(Beginning of SELECTED EXTRACT)

A mysterious foe

Plant pathogens often are more difficult for grounds managers to deal with than other types of pests. This may be due to the fact that you often can't actually see the pathogen itself. You may only see the symptoms, which can be difficult to define and also may closely resemble several different diseases. (How many possible causes can you think of for a dead patch of grass? Or dieback in a tree?) In other words, you may have to work a little harder to diagnose the problem correctly.

“Diseases often seem to come out of nowhere. Pathologists know better.”

To me, diseases always seemed not just more difficult, but a little more sinister than other pests. You can see weeds, understand where they come from, pull them out with your hands. The same for insects. They seem more “real.”

Perhaps this relates to the human tendency to fear the mysterious. Diseases often seem to come out of nowhere or occur randomly. In fact, pathologists know better. If a disease shows up one year but not the next, there's usually a reason. Probably certain environmental conditions required by the pathogen occurred one year but not another.

And yet, we do periodically hear of a “new” disease causing havoc somewhere, on some type of plant — a disease that no one had to deal with before. Is there actually such a thing as a “new” disease? Yes and no. Hitherto nonexistent diseases can't simply pop into creation. They must have been previously undiscovered. Or maybe a new, more virulent genetic variant of a known pathogen has arisen. Currently, gray leaf spot is the bane of turf managers in much of the United States. This species of fungus is not really new. It is, however, causing new and sometimes catastrophic problems.

Often, new diseases can be counted among the increasingly common invasive pests that arrive in our ports. One of the most infamous “new” diseases was Dutch elm disease. Of course, it was not new at all; it just hadn't previously found its way to North America.

To give you a better grasp on new as well as ongoing disease problems, we're focusing this issue of Grounds Maintenance on combating plant diseases. Our cover feature, “New diseases,” looks at emerging disease problems. In this feature (page 12), the University of Illinois' Andy Hamblin discusses turfgrass diseases, and Grounds Maintenance's technical editor, James Houx, covers diseases of ornamentals.

(End of SELECTED EXTRACT)
(Beginning of GIVEN DATA)

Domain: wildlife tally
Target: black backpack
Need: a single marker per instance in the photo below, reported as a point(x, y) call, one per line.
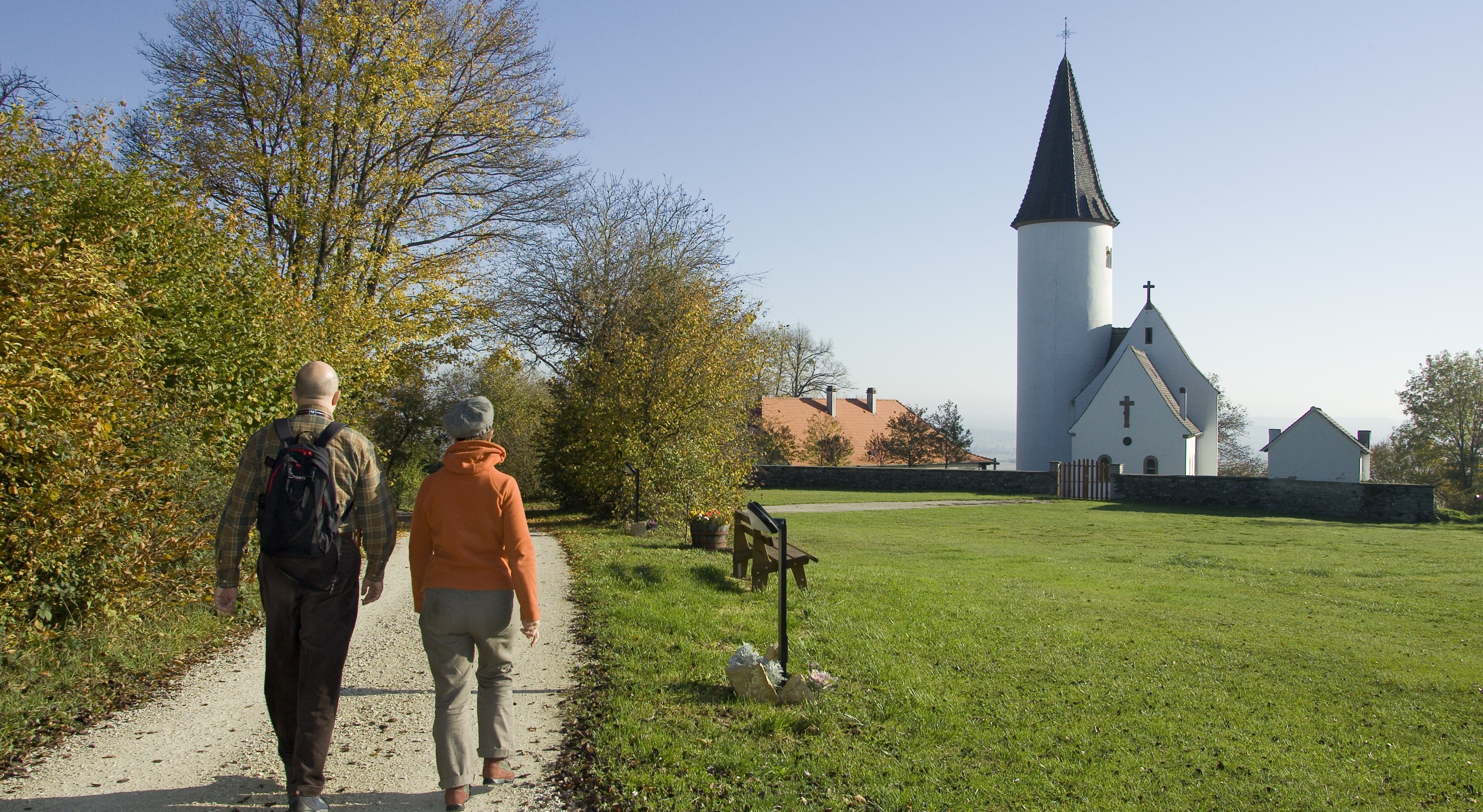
point(299, 516)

(End of GIVEN DATA)

**TASKS TO CARRY OUT**
1. According to the editorial on plant diseases, which disease is currently the bane of turf managers in much of the United States?
2. Carry on the editorial on plant diseases from the point where it ends.
The material comes from a different source than the editorial on plant diseases.

**ANSWERS PER TASK**
1. Gray leaf spot.

2.
One of the most challenging things you face when you come across a new or unusual disease is identifying it. You may have to use the services of a pathology laboratory. When you do, the accuracy of the diagnosis is only as good as the sample you send in. Find out how to perform this basic but critical task in this month's “How to: Submit a plant sample,” on page 44, by North Carolina State University's Dr. Tom Creswell.

Pathologists often refer to the “disease triangle” when discussing plant pathogens. This concept posits that three conditions must exist for a disease to occur. First, the pathogen must be present; second, a suitable host must be available; and finally, conditions must be favorable for infection and disease development. The last condition is frequently the only one that landscape managers can control. Fortunately, this alone is often enough to prevent disease. However, is it possible that you're encouraging turf diseases without knowing it? Occasionally, what seems to be best for turf health is actually creating conditions conducive for disease development. Learn more about this in “Culture Clash,” by Dr. Jon Powell of the University of Minnesota, on page 17.

And don't forget to look for this year's edition of the Turfgrass Fungicide Update, a cross-referenced guide to turf fungicides and the diseases they control, starting on page 38.

We all enjoy a little mystery now and then. But not the kind that destroys our turf and landscape ornamentals. I hope this issue helps shed some light on pathogens and takes the mystery out of plant diseases.